> _Bloco de texto_:
○ ○ ○ ○ ○
Gabriel Castro, de Brasília
A Câmara dos Deputados ultrapassou, nesta quarta-feira, 28/agosto, todos os limites do ultraje. Numa decisão sem precedentes, mesmo para uma Casa acostumada a sucessivos escândalos, os deputados decidiram manter o mandato de um presidiário condenado a 13 anos e 4 meses de prisão. Natan Donadon (sem partido-RO), que respondia a um processo de cassação, escapou da perda de mandato porque não foi atingido o número de 257 votos necessários para a cassação. Foram 233 votos a favor, 131 contra e 41 abstenções. O alto número de ausências (108 parlamentares, de 513, simplesmente não votaram) também contribuiu para o vexame.
○ ○ ○ ○ ○
> _Dados registrados_:
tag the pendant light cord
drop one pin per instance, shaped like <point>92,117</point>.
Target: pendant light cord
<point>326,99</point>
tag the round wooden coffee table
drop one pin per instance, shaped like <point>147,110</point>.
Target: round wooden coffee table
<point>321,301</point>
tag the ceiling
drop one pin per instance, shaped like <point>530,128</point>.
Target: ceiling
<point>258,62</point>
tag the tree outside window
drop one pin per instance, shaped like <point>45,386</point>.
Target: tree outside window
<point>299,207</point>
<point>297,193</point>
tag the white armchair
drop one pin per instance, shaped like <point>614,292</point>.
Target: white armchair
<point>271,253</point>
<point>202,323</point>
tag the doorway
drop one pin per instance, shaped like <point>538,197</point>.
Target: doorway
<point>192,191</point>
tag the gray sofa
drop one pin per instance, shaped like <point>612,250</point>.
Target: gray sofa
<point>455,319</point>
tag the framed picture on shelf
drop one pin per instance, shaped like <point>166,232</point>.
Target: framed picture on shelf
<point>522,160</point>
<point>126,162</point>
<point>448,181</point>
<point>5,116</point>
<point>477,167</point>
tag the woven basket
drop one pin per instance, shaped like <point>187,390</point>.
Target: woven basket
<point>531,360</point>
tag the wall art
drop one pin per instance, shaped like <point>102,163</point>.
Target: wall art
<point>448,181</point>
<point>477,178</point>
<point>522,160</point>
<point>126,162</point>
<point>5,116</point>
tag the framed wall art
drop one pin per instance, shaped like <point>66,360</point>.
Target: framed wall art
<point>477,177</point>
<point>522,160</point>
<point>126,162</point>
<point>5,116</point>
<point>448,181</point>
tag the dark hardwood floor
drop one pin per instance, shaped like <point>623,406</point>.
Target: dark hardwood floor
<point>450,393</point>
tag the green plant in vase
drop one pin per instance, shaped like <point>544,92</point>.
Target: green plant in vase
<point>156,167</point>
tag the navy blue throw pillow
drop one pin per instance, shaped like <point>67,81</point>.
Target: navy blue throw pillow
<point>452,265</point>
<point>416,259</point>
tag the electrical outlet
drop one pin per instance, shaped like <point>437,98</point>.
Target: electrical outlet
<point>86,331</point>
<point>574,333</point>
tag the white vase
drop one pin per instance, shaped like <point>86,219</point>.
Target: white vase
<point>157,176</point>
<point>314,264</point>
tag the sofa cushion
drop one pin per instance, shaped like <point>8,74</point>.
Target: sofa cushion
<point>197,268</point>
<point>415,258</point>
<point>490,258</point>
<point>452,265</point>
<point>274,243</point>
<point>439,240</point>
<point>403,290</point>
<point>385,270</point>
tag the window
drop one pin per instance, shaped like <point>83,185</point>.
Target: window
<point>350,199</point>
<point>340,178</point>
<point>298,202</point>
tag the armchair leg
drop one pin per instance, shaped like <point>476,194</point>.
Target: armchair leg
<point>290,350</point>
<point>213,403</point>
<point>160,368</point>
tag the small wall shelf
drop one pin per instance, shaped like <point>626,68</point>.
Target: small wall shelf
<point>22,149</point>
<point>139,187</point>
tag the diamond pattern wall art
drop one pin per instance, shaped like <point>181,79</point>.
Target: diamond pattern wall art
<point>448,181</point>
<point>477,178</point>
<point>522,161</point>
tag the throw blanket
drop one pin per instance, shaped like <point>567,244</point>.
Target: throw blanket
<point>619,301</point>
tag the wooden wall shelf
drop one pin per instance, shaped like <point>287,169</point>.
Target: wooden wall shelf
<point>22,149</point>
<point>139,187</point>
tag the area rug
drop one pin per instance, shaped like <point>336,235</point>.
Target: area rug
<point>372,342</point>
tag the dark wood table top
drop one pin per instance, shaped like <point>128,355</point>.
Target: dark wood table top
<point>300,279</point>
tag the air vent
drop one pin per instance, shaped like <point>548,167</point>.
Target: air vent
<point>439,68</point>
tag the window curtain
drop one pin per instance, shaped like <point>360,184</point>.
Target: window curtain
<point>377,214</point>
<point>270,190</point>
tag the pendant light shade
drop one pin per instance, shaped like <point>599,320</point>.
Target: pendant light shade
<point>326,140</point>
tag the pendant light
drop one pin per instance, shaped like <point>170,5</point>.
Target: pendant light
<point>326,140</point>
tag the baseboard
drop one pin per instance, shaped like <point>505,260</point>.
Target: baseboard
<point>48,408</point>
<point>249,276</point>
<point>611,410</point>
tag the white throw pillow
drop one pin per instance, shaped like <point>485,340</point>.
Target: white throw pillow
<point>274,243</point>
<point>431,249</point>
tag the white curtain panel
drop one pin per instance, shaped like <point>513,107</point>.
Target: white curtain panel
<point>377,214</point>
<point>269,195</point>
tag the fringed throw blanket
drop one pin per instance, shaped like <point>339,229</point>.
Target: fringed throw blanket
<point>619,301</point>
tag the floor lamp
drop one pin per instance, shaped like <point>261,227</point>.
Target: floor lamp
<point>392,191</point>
○ ○ ○ ○ ○
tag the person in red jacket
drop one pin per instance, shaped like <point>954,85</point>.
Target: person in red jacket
○ ○ ○ ○ ○
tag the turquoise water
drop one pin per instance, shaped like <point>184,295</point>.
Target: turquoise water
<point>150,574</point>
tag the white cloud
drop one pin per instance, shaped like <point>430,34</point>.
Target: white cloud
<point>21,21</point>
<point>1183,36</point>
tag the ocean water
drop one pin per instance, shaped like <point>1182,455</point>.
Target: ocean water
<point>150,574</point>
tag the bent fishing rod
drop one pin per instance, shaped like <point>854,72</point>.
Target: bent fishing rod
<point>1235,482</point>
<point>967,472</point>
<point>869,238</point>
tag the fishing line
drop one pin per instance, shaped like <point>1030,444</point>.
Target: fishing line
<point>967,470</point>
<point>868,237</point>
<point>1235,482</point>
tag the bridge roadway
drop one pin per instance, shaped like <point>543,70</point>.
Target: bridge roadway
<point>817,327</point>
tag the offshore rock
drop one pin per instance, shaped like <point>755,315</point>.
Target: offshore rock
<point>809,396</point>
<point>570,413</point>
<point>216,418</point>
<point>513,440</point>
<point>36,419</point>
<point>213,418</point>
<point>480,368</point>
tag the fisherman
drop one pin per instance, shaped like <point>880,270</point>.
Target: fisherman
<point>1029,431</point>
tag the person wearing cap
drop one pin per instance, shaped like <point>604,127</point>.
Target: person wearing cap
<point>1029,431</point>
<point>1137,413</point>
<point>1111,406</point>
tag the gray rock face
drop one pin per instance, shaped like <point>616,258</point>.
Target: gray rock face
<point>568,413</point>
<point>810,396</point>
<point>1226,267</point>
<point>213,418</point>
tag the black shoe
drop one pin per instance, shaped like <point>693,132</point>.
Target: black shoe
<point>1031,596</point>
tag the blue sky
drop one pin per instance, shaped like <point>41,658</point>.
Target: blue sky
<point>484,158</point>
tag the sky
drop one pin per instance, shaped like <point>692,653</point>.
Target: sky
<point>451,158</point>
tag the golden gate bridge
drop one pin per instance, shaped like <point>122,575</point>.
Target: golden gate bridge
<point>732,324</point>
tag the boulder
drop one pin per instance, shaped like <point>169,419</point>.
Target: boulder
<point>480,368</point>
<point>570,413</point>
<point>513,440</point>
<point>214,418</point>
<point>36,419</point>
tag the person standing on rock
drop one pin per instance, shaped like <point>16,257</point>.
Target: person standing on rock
○ ○ ○ ○ ○
> _Desafio 1_:
Por favor, liste os números que a notícia dá para o resultado da votação: votos a favor, votos contra, abstenções e deputados que não votaram.
> _Desafio 2_:
Reescreva as linhas da listagem que vão da linha com "tag the baseboard" até a linha com "<point>392,191</point>", inclusive, mantendo os pedidos. Desloque em -103 cada número das coordenadas das respostas, sem alterar os exemplos de formato dos pedidos, e não inclua nenhuma outra linha.

> _Resposta completa 1_:
- Votos a favor: 233
- Votos contra: 131
- Abstenções: 41
- Deputados que não votaram: 108

> _Resposta completa 2_:
tag the baseboard
drop one pin per instance, shaped like <point>505,260</point>.
Target: baseboard
<point>-55,305</point>
<point>146,173</point>
<point>508,307</point>
tag the white throw pillow
drop one pin per instance, shaped like <point>485,340</point>.
Target: white throw pillow
<point>171,140</point>
<point>328,146</point>
tag the white curtain panel
drop one pin per instance, shaped like <point>513,107</point>.
Target: white curtain panel
<point>274,111</point>
<point>166,92</point>
tag the fringed throw blanket
drop one pin per instance, shaped like <point>339,229</point>.
Target: fringed throw blanket
<point>516,198</point>
tag the floor lamp
drop one pin per instance, shaped like <point>261,227</point>.
Target: floor lamp
<point>289,88</point>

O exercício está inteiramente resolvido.